O que fazer
• 1. Responda com base no texto sobre códigos de ética nas organizações:
(a) Desde que ano a OIT realiza os estudos citados?
(b) De que depende a aplicação desses códigos?
(c) Contra o que as organizações querem se precaver ao adotar esses códigos?
• 2. Copie sem nenhuma alteração o trecho do texto sobre códigos de ética que começa com as palavras "Ademais, costumam ser" e termina com "proteção do trabalho.".
• 3. Escreva a continuação do texto sobre códigos de ética nas organizações, começando logo depois da última frase dele.

··· Trecho do texto

As organizações têm adotado prolificamente códigos de ética voluntários, cada vez mais sofisticados, a que pretensamente se auto-impõem, no intuito de se precatarem contra quaisquer legislações adicionais que possam surgir no ambiente em que atuam.
Esses códigos não têm objetivamente qualquer efeito jurídico limitante ou restritivo, e servem, o mais das vezes, para definir regras mínimas de conduta cujo respeito seja suficiente para liberar as organizações de eventuais responsabilidades ou minimizar a repercussão de práticas inadequadas.
Em geral, os códigos de ética fazem muito pouca alusão, como demonstram estudos realizados pela OIT desde 1998, à liberdade de associação dos empregados; à proibição explícita de jornadas de trabalho estafantes; à homogeneização dos níveis de remuneração; à proibição do trabalho infantil; à não discriminação à mulher, aos portadores de deficiência, às diferenças étnicas ou raciais; aos compromissos de proteção à saúde e à segurança no exercício das funções laborais.
Ademais, costumam ser bastante seletivos, para não dizer tímidos, na obediência e na incorporação das últimas conquistas e dos mais recentes avanços das normas internacionais de proteção do trabalho.
Quando, por exemplo, condenam o trabalho infantil, não apóiam a liberdade de associação ou se mostram arredios à ação sindical. Normalmente, os textos desses códigos não configuram um corpo de políticas homogêneas que traduzam a verdadeira identidade da organização, que faça a distinção de sua marca doutrinária, que defina o seu DNA ideológico. Em verdade, os códigos de ética usualmente pecam por vícios fundamentais, como por exemplo:
a) Não têm a capacidade de substituir ou de se sobrepor às legislações em vigor.
b) São iniciativas eminentemente privadas, portanto estranhas às competências legais do poder público.
c) Sua aplicação é aleatória, dependendo absolutamente da vontade dos dirigentes corporativos.
d) Não se submetem a um verdadeiro e legítimo controle externo, independente e imparcial, que judiciosamente acompanhe o seu efetivo cumprimento.

······
··· Material coletado

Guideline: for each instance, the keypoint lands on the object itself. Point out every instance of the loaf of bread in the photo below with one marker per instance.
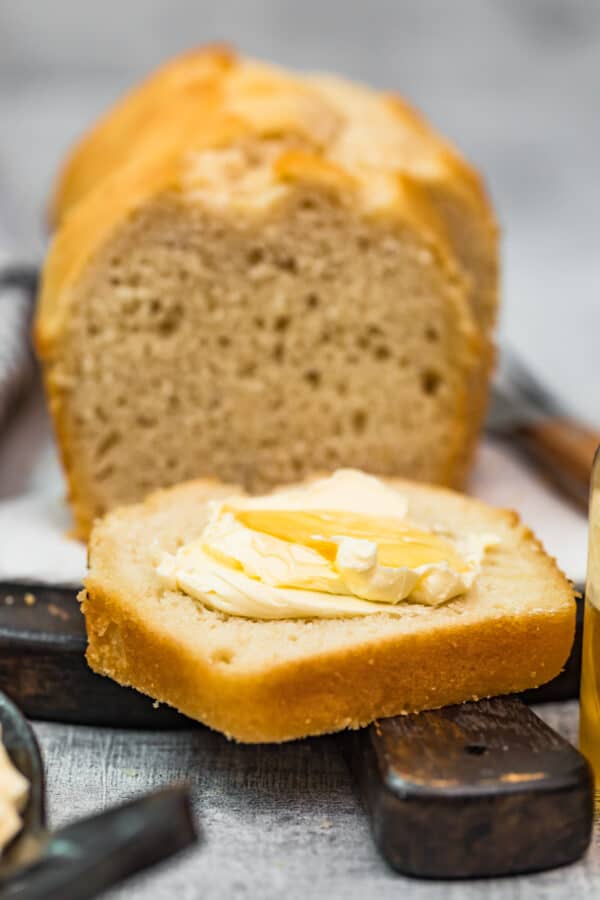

······

Respostas
• 1.
(a) Desde 1998.
(b) Depende totalmente da vontade dos dirigentes corporativos.
(c) Contra quaisquer legislações adicionais que possam surgir no ambiente em que atuam.

• 2.
Ademais, costumam ser bastante seletivos, para não dizer tímidos, na obediência e na incorporação das últimas conquistas e dos mais recentes avanços das normas internacionais de proteção do trabalho.

• 3.
e) As suas recomendações e exigências se situam praticamente sempre abaixo das normas internacionais já existentes, às quais pressupostamente as organizações estariam obrigadas a obedecer tendo ou não códigos de ética.
f) Sem reciprocidade ou transparência, os códigos de ética supostamente também são aplicados aos fornecedores, aos subcontratados e aos terceirizados, mas, em verdade, geralmente se constituem em construções teóricas, quando não academicistas, de limitado valor prático.
g) São muito mal avaliados corporativamente por auditorias internas, sempre complacentes, e ávidos pela obtenção da plena aprovação dos conselhos de administração, das assembléias dos acionistas, e do aplauso não crítico da imprensa e da sociedade em que atuam. Claro: e do silêncio obsequioso da comunidade acadêmica especializada.
Assim, os códigos de ética devem ser percebidos objetivamente como de fato o são: no máximo estratégias válidas de construção corporativa de imagem institucional, referências conceptuais de marketing ou de comunicação social, contratos psicológicos internos de compromissos, ou mesmo a definição de políticas de autoproteção para o enfrentamento de eventuais questões a que a organização possa vir a se envolver. Eis aí a sua verdadeira faceta: apenas a explicitação da ética do interesse particular condensada numa ferramenta de gestão corporativa, em que, muita vez, a organização se pretende apresentar como a exemplificação da virtude.